◆ **Directions**: Set down each entry below exactly as it stands.

** Opening Records provided block **

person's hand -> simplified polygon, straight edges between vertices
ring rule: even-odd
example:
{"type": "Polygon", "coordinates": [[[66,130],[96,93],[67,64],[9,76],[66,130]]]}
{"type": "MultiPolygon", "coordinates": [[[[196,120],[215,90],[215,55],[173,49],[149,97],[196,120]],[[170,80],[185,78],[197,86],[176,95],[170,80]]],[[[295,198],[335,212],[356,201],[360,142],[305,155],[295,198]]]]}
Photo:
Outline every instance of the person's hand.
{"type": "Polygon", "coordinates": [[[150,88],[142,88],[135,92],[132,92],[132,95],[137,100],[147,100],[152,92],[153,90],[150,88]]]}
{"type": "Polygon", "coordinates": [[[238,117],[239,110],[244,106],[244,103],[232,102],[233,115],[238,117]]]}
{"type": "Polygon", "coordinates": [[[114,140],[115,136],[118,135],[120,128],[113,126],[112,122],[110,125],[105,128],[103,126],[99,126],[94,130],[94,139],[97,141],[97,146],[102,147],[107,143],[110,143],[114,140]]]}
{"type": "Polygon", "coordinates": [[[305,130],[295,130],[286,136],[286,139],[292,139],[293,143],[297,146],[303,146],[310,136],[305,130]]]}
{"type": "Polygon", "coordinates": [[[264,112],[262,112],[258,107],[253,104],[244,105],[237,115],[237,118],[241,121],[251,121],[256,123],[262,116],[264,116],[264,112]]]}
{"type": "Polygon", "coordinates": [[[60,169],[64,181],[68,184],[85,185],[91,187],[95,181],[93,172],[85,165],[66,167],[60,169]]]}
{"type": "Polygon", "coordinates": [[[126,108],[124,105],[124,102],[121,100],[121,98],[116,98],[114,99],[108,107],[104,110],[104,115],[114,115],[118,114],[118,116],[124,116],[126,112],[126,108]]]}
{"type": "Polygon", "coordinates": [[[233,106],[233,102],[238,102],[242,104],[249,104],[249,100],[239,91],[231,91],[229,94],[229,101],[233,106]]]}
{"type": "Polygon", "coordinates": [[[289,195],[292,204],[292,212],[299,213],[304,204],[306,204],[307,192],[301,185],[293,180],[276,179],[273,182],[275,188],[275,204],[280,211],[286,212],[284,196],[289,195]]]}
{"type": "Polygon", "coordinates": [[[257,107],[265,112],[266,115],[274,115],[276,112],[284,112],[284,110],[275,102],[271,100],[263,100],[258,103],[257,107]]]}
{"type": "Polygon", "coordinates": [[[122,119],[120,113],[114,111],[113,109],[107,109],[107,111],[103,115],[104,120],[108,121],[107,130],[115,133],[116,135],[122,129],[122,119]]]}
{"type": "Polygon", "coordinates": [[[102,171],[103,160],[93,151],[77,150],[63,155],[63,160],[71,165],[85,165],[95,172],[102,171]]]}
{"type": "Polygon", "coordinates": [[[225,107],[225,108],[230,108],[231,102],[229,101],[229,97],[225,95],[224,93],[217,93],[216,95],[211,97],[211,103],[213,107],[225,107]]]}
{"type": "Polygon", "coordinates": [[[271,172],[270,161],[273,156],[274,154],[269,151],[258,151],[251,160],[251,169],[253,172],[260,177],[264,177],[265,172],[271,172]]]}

** Closing Records provided block **

◆ **Written response**:
person's hand -> simplified polygon, straight edges between vertices
ring rule: even-odd
example:
{"type": "Polygon", "coordinates": [[[66,130],[96,93],[67,64],[9,76],[66,130]]]}
{"type": "MultiPolygon", "coordinates": [[[[196,120],[215,90],[215,55],[173,49],[149,97],[196,120]],[[170,80],[185,78],[197,86],[176,95],[170,80]]],[[[295,198],[335,212],[356,201],[360,142],[305,155],[295,198]]]]}
Photo:
Outline every instance of the person's hand.
{"type": "Polygon", "coordinates": [[[150,88],[142,88],[135,92],[132,92],[132,95],[137,100],[147,100],[152,92],[153,90],[150,88]]]}
{"type": "Polygon", "coordinates": [[[238,117],[239,110],[244,106],[244,103],[232,102],[233,115],[238,117]]]}
{"type": "Polygon", "coordinates": [[[114,140],[115,136],[118,135],[120,128],[113,126],[112,122],[110,125],[105,128],[103,126],[99,126],[94,130],[94,139],[97,141],[97,146],[102,147],[107,143],[110,143],[114,140]]]}
{"type": "Polygon", "coordinates": [[[305,130],[295,130],[286,136],[286,139],[292,139],[293,143],[297,146],[303,146],[310,136],[305,130]]]}
{"type": "Polygon", "coordinates": [[[264,112],[262,112],[258,107],[253,104],[244,105],[237,115],[237,118],[241,121],[251,121],[256,123],[262,116],[264,116],[264,112]]]}
{"type": "Polygon", "coordinates": [[[60,169],[64,181],[68,184],[85,185],[91,187],[95,181],[93,172],[85,165],[66,167],[60,169]]]}
{"type": "Polygon", "coordinates": [[[126,108],[124,105],[124,102],[121,100],[121,98],[116,98],[114,99],[108,107],[104,110],[104,115],[114,115],[118,114],[118,116],[124,116],[126,112],[126,108]]]}
{"type": "Polygon", "coordinates": [[[233,106],[233,102],[238,102],[242,104],[249,104],[249,100],[239,91],[231,91],[229,94],[229,101],[233,106]]]}
{"type": "Polygon", "coordinates": [[[289,195],[292,204],[292,212],[299,213],[304,204],[306,204],[307,192],[301,185],[293,180],[276,179],[273,182],[275,188],[275,204],[280,211],[286,212],[284,196],[289,195]]]}
{"type": "Polygon", "coordinates": [[[257,107],[265,112],[266,115],[274,115],[276,112],[284,112],[284,110],[275,102],[271,100],[263,100],[258,103],[257,107]]]}
{"type": "Polygon", "coordinates": [[[122,119],[120,113],[114,111],[113,109],[107,109],[107,111],[103,115],[104,120],[108,121],[107,130],[115,133],[116,135],[122,129],[122,119]]]}
{"type": "Polygon", "coordinates": [[[102,171],[103,160],[93,151],[77,150],[63,155],[63,160],[71,165],[85,165],[95,172],[102,171]]]}
{"type": "Polygon", "coordinates": [[[225,107],[225,108],[230,108],[231,102],[229,101],[229,97],[225,95],[224,93],[217,93],[216,95],[211,97],[211,103],[213,107],[225,107]]]}
{"type": "Polygon", "coordinates": [[[271,172],[270,161],[273,156],[274,154],[269,151],[258,151],[251,160],[251,169],[253,172],[260,177],[264,177],[265,172],[271,172]]]}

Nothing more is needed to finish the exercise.